Please copy out every line in the rows below that contains the word "window".

--------------------

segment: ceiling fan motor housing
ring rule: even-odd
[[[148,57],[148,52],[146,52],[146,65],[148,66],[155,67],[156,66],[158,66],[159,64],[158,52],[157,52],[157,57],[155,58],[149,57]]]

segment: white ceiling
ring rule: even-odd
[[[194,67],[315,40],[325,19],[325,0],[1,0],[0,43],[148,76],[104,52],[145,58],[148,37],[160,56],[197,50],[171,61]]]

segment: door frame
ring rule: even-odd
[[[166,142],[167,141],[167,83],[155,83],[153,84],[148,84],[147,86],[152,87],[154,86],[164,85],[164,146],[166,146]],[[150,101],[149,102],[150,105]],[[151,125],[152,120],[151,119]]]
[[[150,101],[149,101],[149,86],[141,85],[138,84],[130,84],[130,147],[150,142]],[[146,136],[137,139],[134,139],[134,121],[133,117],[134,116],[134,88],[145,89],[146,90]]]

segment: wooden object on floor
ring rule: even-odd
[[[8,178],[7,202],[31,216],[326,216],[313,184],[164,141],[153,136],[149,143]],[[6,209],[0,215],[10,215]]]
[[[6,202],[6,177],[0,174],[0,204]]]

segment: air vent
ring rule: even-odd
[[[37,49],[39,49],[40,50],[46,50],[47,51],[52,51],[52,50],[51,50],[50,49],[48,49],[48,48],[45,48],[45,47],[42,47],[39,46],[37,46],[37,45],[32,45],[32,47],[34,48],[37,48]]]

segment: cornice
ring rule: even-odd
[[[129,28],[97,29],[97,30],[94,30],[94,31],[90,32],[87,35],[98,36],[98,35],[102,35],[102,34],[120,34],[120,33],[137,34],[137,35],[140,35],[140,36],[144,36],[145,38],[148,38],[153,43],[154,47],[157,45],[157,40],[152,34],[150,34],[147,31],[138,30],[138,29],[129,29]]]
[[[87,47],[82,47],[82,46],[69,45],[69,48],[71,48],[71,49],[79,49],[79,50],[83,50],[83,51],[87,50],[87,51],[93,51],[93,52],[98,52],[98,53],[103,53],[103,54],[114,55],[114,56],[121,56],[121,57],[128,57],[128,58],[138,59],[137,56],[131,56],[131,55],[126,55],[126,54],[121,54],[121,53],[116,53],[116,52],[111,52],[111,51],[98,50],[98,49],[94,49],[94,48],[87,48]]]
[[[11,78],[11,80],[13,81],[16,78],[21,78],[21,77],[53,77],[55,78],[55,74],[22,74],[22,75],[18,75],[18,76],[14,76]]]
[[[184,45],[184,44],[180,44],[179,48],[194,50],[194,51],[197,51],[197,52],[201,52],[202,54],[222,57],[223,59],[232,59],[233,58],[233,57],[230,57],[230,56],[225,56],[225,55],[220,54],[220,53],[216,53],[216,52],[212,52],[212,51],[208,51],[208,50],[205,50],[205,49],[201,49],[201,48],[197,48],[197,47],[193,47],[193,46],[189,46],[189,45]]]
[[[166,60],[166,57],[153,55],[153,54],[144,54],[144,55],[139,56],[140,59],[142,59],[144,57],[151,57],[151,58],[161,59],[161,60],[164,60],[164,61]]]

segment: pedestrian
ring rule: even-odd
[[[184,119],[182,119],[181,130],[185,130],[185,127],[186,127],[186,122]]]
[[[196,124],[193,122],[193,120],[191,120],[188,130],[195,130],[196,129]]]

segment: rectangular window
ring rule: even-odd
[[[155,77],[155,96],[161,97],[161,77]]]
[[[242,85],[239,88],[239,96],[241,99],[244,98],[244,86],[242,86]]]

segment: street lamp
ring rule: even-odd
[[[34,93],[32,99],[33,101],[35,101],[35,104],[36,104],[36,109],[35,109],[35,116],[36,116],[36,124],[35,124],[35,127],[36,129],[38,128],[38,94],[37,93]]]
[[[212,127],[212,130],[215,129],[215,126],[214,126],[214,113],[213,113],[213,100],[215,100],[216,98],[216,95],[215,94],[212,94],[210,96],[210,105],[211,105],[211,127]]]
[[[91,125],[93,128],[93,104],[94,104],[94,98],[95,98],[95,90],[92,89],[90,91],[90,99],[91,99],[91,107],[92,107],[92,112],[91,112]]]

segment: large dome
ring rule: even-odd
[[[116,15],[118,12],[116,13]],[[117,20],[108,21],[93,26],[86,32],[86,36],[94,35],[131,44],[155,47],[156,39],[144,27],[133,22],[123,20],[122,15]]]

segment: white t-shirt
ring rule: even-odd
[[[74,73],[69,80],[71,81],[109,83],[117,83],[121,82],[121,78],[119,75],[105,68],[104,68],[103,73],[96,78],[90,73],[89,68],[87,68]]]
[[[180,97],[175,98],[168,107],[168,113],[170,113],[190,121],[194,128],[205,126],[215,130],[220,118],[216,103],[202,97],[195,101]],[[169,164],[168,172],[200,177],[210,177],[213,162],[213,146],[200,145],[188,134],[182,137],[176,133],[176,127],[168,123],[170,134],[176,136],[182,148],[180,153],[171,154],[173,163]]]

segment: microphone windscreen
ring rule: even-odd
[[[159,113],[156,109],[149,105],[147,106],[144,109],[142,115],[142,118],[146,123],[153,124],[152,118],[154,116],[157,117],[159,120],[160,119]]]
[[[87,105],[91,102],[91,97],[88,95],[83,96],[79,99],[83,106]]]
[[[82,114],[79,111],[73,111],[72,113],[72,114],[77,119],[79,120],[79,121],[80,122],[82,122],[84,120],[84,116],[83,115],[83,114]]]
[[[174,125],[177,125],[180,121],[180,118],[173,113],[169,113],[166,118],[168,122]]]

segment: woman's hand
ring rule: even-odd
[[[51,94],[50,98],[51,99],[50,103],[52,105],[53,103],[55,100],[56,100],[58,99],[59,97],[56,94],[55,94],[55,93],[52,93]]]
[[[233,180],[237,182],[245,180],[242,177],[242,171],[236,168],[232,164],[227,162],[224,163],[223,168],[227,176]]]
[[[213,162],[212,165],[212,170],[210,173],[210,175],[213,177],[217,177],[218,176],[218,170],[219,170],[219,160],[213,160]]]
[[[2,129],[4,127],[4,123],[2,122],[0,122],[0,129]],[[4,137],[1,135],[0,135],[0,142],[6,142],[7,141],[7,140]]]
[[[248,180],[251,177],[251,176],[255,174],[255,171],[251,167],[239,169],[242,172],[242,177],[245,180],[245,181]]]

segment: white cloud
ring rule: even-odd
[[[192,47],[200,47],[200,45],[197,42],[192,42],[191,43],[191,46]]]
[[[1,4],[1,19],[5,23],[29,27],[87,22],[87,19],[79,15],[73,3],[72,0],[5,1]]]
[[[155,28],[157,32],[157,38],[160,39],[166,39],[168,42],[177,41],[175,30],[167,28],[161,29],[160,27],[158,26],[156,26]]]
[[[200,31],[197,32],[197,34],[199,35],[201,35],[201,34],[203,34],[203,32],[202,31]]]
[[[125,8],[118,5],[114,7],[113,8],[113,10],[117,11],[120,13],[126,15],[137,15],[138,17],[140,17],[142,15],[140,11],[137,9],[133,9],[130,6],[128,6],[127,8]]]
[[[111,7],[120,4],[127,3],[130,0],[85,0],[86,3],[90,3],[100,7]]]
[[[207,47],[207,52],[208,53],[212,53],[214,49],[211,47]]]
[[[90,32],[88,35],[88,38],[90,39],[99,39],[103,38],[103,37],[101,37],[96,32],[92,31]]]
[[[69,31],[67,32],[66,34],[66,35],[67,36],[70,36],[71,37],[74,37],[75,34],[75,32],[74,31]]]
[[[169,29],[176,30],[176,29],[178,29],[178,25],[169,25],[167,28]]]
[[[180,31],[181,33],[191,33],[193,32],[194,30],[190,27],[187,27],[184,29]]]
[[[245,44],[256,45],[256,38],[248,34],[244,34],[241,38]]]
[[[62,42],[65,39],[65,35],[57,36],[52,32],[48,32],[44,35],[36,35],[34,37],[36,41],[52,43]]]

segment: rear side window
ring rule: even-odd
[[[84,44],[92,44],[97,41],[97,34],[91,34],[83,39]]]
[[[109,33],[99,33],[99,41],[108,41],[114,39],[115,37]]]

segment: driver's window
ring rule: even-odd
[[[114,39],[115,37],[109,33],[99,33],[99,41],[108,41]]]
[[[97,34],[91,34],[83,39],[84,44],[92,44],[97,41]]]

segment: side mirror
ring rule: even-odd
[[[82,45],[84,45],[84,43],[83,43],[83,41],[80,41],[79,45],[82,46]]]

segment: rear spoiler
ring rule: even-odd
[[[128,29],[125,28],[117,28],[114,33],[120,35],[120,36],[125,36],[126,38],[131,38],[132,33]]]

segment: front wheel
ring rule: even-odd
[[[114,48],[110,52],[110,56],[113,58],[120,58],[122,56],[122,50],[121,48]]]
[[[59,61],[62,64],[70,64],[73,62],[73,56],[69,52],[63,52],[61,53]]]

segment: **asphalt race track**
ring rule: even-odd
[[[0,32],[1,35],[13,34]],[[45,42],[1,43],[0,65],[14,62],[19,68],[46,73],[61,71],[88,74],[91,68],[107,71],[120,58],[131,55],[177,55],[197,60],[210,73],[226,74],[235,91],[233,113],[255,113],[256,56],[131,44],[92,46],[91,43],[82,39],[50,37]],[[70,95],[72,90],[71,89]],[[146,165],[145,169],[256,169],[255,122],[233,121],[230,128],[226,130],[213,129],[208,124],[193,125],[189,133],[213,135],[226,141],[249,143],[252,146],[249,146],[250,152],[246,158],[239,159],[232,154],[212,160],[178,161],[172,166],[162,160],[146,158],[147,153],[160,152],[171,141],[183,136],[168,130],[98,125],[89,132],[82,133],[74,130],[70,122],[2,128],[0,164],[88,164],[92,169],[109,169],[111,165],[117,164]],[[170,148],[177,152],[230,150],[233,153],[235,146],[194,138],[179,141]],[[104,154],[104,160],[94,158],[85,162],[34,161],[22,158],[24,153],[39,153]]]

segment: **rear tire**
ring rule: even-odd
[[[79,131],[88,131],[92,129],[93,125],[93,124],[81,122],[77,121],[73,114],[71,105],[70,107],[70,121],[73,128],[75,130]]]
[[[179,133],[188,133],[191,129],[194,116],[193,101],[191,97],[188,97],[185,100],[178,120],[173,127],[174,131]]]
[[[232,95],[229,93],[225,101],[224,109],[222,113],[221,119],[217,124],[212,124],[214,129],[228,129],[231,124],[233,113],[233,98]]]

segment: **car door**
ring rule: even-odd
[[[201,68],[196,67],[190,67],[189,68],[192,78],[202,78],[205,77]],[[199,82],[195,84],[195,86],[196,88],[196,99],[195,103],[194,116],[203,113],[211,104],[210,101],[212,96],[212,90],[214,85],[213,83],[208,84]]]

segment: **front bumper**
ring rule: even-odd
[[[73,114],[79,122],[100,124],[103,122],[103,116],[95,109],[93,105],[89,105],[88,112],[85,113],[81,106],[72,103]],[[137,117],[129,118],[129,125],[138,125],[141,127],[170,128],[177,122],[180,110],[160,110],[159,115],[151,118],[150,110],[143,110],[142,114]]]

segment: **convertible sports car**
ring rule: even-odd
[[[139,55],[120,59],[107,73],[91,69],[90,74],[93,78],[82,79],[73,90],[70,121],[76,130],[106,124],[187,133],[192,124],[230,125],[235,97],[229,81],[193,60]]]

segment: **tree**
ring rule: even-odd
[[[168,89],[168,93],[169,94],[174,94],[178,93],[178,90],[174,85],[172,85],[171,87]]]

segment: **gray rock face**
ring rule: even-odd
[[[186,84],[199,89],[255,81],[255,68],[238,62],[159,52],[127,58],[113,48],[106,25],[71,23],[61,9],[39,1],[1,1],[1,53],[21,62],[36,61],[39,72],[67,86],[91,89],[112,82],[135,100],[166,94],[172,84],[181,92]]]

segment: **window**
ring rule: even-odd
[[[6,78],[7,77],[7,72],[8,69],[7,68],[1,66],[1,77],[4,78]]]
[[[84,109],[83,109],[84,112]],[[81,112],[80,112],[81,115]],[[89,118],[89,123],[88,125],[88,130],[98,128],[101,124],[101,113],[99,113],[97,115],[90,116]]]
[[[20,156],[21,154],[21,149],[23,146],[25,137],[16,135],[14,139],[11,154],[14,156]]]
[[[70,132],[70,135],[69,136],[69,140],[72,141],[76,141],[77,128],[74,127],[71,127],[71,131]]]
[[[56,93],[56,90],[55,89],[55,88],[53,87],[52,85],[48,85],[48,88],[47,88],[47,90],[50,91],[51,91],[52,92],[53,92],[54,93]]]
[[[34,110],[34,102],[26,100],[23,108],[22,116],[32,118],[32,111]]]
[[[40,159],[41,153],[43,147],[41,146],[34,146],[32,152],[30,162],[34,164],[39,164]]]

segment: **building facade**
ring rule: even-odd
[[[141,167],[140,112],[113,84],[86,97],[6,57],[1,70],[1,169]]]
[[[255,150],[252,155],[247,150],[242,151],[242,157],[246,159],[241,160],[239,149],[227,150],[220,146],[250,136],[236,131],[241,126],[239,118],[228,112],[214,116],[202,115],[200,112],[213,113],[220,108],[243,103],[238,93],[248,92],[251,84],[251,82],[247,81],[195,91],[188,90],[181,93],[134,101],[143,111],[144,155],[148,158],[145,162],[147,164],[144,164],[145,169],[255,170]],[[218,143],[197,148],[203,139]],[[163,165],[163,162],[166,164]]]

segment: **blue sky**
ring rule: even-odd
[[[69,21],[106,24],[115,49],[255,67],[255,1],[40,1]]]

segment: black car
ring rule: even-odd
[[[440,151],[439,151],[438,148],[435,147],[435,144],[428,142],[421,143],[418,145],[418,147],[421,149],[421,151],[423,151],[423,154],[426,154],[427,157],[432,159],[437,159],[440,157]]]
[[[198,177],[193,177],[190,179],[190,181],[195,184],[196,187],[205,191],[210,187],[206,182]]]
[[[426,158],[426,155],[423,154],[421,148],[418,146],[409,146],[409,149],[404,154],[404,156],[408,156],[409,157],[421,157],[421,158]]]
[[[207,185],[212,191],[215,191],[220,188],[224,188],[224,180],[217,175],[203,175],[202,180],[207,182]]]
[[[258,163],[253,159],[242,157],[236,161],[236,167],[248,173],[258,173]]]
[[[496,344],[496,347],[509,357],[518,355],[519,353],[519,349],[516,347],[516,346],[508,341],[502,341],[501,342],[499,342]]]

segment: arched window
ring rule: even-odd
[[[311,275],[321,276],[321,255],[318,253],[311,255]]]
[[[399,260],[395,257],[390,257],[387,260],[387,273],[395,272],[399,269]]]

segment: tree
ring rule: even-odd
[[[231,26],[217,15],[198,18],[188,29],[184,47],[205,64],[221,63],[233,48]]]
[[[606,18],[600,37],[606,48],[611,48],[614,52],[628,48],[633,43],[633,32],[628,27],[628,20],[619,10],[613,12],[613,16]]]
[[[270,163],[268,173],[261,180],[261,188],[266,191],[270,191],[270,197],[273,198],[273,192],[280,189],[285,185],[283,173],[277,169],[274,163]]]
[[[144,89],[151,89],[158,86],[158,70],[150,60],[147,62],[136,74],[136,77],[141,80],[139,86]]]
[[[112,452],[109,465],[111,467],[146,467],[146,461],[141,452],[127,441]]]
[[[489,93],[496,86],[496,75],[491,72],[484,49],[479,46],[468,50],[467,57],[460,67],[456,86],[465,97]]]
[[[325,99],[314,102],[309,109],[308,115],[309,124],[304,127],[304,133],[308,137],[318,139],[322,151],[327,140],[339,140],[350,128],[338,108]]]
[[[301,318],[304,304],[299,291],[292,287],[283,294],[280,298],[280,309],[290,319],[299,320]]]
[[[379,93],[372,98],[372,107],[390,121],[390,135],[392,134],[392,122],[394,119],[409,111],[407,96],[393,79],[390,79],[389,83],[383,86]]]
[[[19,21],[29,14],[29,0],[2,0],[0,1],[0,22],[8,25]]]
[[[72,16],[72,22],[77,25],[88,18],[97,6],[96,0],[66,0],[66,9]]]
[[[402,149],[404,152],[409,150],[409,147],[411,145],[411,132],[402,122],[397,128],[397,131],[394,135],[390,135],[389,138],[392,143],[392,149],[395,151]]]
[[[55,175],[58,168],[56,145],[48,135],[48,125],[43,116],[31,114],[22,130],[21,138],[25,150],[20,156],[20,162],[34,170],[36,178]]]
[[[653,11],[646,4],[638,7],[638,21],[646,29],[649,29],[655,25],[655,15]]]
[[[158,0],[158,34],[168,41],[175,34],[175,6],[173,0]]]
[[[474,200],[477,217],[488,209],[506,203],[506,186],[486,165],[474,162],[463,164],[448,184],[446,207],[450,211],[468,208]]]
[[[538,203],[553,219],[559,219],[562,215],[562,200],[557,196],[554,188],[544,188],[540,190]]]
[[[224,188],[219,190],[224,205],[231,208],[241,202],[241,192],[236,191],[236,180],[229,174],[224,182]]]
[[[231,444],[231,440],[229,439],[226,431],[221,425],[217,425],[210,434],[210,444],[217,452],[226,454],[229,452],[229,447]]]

--------------------

— Answer to the problem —
segment: rectangular window
segment: rear side window
segment: driver's window
segment: **window**
segment: arched window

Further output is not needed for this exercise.